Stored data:
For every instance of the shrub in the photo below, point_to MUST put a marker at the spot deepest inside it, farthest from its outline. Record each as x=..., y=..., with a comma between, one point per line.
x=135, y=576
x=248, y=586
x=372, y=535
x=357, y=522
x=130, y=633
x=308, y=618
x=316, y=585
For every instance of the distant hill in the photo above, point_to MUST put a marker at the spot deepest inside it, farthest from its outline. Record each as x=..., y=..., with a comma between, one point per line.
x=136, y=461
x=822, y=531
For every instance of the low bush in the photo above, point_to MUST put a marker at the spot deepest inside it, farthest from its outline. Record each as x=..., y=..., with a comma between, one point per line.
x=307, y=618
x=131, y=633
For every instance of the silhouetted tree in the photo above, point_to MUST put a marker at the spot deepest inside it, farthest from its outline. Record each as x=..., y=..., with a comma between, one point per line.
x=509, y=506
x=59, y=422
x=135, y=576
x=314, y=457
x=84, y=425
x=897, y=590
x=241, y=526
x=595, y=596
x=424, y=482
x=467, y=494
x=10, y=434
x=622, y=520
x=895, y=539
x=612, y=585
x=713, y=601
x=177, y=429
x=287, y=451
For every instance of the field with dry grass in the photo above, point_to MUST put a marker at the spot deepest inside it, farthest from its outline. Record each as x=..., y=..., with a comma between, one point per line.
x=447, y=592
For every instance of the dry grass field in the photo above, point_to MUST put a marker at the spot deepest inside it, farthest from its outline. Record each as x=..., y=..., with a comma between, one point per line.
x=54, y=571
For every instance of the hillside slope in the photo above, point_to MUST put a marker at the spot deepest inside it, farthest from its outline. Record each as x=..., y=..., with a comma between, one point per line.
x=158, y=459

* * *

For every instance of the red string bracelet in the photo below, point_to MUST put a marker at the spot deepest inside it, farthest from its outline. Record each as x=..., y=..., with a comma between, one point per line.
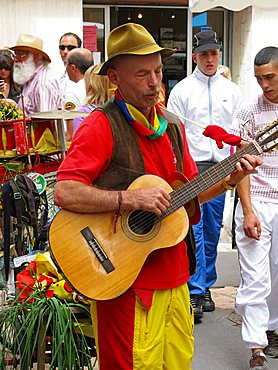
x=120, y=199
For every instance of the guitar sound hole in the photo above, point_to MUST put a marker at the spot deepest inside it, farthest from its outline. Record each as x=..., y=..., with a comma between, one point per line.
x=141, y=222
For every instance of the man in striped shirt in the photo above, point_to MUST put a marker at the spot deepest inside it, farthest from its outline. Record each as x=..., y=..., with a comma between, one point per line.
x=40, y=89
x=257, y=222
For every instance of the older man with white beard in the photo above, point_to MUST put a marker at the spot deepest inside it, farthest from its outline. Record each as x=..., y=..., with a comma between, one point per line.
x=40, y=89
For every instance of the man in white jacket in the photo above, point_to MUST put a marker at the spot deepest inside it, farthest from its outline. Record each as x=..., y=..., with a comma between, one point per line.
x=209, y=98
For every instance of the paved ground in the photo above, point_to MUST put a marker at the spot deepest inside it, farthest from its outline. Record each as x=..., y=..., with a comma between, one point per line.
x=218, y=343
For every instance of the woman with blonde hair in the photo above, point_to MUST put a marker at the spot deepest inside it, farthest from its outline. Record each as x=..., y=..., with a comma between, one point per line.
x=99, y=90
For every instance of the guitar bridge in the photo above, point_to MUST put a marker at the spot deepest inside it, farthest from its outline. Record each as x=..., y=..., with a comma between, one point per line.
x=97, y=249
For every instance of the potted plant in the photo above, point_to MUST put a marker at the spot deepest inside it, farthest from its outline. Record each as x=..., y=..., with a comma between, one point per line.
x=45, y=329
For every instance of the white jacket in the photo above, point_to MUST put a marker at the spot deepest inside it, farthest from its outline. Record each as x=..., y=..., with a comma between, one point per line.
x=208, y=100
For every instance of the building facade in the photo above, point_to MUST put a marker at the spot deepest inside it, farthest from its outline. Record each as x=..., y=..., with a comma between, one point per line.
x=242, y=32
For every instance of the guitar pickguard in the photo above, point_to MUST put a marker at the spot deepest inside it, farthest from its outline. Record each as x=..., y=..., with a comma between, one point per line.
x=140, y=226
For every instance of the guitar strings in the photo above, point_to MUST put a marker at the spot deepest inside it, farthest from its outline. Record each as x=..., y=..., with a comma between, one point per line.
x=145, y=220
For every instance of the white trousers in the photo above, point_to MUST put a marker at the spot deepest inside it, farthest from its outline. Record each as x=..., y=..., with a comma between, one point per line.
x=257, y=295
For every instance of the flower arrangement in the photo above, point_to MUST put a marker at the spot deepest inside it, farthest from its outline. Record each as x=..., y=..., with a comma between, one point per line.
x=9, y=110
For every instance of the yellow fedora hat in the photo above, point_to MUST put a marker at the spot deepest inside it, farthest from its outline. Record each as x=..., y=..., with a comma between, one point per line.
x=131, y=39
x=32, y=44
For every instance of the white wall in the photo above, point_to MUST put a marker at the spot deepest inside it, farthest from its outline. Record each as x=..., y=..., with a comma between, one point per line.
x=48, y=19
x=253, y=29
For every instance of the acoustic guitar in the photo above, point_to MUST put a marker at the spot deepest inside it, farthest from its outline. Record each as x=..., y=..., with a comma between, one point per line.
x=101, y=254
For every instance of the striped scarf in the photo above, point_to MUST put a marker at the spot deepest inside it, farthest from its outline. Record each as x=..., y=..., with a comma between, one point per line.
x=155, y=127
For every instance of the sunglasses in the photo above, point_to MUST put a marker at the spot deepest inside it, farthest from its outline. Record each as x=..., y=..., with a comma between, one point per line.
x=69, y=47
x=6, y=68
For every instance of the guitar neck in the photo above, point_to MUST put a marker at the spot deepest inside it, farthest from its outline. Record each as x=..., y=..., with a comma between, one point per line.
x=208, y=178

WHAT THE EXERCISE ASKS> Count the lines in the stored data above that contain the string "striped", and give only that number.

EXERCISE ANSWER> 2